[Records]
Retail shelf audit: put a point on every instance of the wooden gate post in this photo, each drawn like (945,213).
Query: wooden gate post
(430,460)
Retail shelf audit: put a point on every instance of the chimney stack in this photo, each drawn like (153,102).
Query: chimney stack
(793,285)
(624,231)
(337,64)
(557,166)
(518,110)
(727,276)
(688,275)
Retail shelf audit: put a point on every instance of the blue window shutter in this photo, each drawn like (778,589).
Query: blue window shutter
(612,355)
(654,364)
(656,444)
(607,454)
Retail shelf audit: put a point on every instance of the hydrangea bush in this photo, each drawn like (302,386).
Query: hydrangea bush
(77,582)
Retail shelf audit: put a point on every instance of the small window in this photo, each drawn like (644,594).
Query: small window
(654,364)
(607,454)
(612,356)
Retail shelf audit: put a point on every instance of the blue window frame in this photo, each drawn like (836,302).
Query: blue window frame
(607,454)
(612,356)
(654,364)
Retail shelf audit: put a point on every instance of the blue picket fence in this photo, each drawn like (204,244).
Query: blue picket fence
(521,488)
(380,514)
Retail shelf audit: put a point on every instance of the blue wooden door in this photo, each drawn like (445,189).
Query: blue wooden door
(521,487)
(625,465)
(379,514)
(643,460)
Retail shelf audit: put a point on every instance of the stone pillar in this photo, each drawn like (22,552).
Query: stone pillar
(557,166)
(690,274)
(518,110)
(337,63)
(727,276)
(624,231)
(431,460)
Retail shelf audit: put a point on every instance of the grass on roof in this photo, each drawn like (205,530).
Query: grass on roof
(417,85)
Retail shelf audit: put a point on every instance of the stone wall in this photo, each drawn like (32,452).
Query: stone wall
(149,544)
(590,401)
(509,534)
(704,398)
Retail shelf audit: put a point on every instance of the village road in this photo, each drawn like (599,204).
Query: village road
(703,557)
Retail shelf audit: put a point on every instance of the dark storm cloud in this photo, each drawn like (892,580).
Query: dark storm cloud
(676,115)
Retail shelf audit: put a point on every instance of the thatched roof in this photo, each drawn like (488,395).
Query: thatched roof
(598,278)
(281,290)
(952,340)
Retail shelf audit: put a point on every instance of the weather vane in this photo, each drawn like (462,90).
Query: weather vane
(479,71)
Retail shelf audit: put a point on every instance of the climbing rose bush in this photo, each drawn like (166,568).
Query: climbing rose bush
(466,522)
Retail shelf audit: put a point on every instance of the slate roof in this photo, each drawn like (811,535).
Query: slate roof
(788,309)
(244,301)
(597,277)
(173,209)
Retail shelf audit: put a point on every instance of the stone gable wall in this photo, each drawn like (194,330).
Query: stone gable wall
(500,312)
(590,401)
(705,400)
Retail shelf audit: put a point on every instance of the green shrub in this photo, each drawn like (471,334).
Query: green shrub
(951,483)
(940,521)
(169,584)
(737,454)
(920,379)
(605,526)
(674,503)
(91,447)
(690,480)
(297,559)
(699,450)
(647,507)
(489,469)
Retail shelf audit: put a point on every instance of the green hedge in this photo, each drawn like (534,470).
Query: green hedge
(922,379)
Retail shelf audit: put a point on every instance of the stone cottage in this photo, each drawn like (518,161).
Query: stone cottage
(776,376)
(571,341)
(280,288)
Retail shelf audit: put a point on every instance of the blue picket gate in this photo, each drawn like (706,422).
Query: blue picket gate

> _Task statement_: Rewrite all the records above as a numbered list and leave out any blank lines.

> _Full response_:
1. Retail shelf audit: put a point on every instance of the wooden gate post in this photo, each drawn like (945,213).
2. Query: wooden gate post
3. (430,460)
4. Retail shelf audit: put a point on every instance of the chimney stack in this photo, each drawn like (153,102).
5. Query: chimney stack
6. (793,285)
7. (624,231)
8. (337,64)
9. (557,166)
10. (518,110)
11. (727,276)
12. (688,275)
13. Retail shelf audit: put a point on every instance of the blue window shutter in this photo, each drawn like (778,589).
14. Query: blue window shutter
15. (612,355)
16. (654,364)
17. (656,444)
18. (607,454)
19. Retail shelf audit: put a point on every instance of the hydrangea bush in this photo, each drawn like (302,386).
20. Query: hydrangea bush
21. (77,582)
22. Retail shelf audit: put a point on every instance of the small window in this photo, each drawn like (644,594).
23. Query: small window
24. (654,364)
25. (607,454)
26. (612,356)
27. Retail shelf audit: put a point on every instance of the blue window frame in this photo, each drawn like (836,302).
28. Query: blue window frame
29. (607,454)
30. (612,356)
31. (654,364)
32. Retail shelf audit: put a point on every instance of the blue picket fence in this photo, each drawn like (204,244).
33. Query: blue picket fence
34. (521,488)
35. (380,514)
36. Retail shelf audit: put a point on every instance of the blue wooden door in this photo, each drawn like (445,189).
37. Query: blue wooden door
38. (521,487)
39. (625,465)
40. (379,514)
41. (643,460)
42. Retail shelf audit: put a point on every instance of the stone pillar in this photo, each drawn like (22,552).
43. Query: stone pillar
44. (557,166)
45. (690,274)
46. (518,110)
47. (337,63)
48. (727,276)
49. (624,231)
50. (431,460)
51. Retail shelf audit: put a point on every instance of the grass on roof in this photo, each drawn like (205,530).
52. Query: grass on roof
53. (417,85)
54. Retail shelf audit: put a point on every instance of the stone wall in this photo, each drawn like (32,452).
55. Query: stone wall
56. (149,544)
57. (590,401)
58. (509,534)
59. (704,398)
60. Retail shelf audit: put a point on every instance of the village road in this photo, each drawn like (599,204).
61. Query: village road
62. (703,557)
63. Retail shelf audit: put a point on every instance of the dark storm cloud in this photo, each drawn like (892,580).
64. Query: dark storm cloud
65. (676,115)
66. Retail shelf audit: put a point on every instance of the thatched roof in this photo, each drawn like (488,395).
67. Query: thatched roof
68. (598,278)
69. (281,290)
70. (952,340)
71. Retail shelf audit: put a point on every instance of the weather vane in this photo, each drawn like (462,90).
72. Query: weather vane
73. (479,71)
74. Retail shelf audit: put a point on every instance of the climbing rose bush in this photo, each drawn like (166,568).
75. Query: climbing rose bush
76. (466,522)
77. Retail shelf audit: put a point on every instance of the slate roof in this photo, each drawn like (811,535).
78. Query: slate roof
79. (788,309)
80. (244,301)
81. (597,277)
82. (173,209)
83. Retail shelf audit: put a point on every instance of the stone gable wall in this photo, each drawn like (194,330).
84. Query: stone gable wall
85. (500,312)
86. (590,401)
87. (705,400)
88. Retail shelf audit: put a point on every instance of the green shrub in this photo, each drawn like (471,334).
89. Query: green shrub
90. (951,483)
91. (940,521)
92. (169,584)
93. (737,454)
94. (920,379)
95. (605,526)
96. (674,503)
97. (91,447)
98. (690,480)
99. (297,559)
100. (699,450)
101. (647,507)
102. (489,469)
103. Retail shelf audit: put a point on every instance of the green hedge in this photo, each drawn like (534,470).
104. Query: green hedge
105. (922,379)
106. Retail shelf audit: put a point on every instance of the stone cottage in this photo, each drawn like (518,161).
107. Query: stone cottage
108. (776,376)
109. (571,341)
110. (280,288)
111. Retail shelf audit: put a point on every instance of the blue picket gate in this photo, each drawn like (706,422).
112. Query: blue picket gate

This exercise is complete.